• [Work required] The lines below, beginning at the one that contains "Question. Indicate one point for each instance of the woman in" and ending at the last, are to be retyped exactly.

Content starts

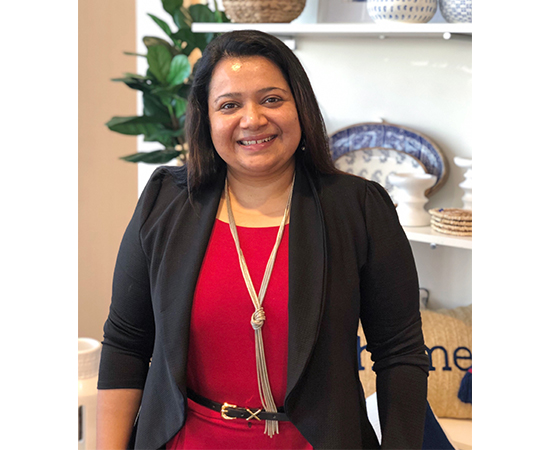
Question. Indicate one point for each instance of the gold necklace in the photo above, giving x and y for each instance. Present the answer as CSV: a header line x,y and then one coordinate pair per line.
x,y
258,317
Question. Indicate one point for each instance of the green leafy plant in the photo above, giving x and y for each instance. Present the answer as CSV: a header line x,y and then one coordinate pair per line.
x,y
166,84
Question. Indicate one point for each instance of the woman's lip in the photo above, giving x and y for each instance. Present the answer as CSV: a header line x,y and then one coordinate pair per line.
x,y
257,140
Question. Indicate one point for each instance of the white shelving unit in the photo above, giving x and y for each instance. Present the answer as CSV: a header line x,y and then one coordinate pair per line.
x,y
375,30
289,32
429,236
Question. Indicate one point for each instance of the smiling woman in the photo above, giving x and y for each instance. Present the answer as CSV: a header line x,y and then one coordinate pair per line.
x,y
244,275
253,119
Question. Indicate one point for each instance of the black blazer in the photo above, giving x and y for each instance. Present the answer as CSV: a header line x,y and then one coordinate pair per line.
x,y
349,260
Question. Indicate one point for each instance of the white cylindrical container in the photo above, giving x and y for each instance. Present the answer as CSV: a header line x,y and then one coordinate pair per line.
x,y
456,11
403,11
89,351
466,184
411,197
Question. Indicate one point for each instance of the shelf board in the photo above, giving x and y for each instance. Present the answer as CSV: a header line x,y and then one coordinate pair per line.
x,y
432,30
429,236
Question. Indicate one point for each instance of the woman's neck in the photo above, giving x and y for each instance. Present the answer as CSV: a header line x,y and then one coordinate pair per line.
x,y
257,202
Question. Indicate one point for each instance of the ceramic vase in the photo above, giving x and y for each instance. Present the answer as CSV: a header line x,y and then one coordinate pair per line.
x,y
405,11
456,11
411,197
89,351
466,184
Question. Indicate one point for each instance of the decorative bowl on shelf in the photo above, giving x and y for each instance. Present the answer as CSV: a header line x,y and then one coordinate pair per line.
x,y
378,164
456,11
263,11
390,136
404,11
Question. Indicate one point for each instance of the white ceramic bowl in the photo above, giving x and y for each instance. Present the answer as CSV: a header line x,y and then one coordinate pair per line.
x,y
404,11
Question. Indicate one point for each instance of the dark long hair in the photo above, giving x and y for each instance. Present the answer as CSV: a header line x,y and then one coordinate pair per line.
x,y
204,164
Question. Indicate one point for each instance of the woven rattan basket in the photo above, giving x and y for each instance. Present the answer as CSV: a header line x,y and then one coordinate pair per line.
x,y
263,11
453,221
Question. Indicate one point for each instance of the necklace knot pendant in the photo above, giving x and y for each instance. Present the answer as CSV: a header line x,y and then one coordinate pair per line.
x,y
258,319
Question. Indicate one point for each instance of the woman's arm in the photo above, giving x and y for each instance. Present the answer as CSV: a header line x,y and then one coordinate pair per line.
x,y
116,412
391,320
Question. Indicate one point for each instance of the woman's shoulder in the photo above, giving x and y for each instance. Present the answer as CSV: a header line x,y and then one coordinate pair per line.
x,y
341,186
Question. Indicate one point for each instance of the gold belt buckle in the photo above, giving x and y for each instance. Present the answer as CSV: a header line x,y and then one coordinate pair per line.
x,y
224,410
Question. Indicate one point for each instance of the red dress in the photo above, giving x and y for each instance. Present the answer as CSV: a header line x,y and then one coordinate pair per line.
x,y
221,358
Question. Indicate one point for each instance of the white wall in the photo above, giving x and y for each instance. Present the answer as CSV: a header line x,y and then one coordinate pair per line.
x,y
423,84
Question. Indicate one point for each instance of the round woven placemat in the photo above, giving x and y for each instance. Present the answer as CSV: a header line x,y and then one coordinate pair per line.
x,y
452,214
263,11
452,232
462,223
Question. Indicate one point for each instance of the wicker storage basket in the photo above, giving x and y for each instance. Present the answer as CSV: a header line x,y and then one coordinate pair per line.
x,y
263,11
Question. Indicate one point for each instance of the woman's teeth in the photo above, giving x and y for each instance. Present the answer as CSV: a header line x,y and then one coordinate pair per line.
x,y
260,141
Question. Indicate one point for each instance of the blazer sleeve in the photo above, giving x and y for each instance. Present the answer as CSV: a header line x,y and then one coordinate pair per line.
x,y
391,320
129,330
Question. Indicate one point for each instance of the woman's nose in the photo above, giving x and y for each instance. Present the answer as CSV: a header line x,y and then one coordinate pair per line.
x,y
253,117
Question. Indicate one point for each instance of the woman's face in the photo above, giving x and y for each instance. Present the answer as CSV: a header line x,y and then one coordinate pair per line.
x,y
253,118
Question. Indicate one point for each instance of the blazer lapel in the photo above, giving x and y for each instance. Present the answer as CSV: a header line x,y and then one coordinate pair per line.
x,y
187,244
307,269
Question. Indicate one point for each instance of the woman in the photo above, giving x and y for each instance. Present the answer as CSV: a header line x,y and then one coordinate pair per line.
x,y
242,277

Content ends

• [Solved problem]
Question. Indicate one point for each instance of the woman in the photo above, giving x and y for each instance. Present the answer as CSV: a header line x,y and then one coordinate pair per line.
x,y
242,277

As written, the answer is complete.